▸ **Exercise**
All lines from the one containing "Could you point out the metal" through the last line below must be duplicated exactly, with nothing outside that span.

[Records from a data collection]
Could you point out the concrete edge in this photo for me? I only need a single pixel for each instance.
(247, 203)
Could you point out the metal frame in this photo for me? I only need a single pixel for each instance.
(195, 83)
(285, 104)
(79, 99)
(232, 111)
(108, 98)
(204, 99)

▸ **Answer area**
Could you point out the metal frame in this photo for me? I only need a single pixel for each instance.
(195, 83)
(285, 104)
(79, 99)
(232, 111)
(108, 98)
(204, 99)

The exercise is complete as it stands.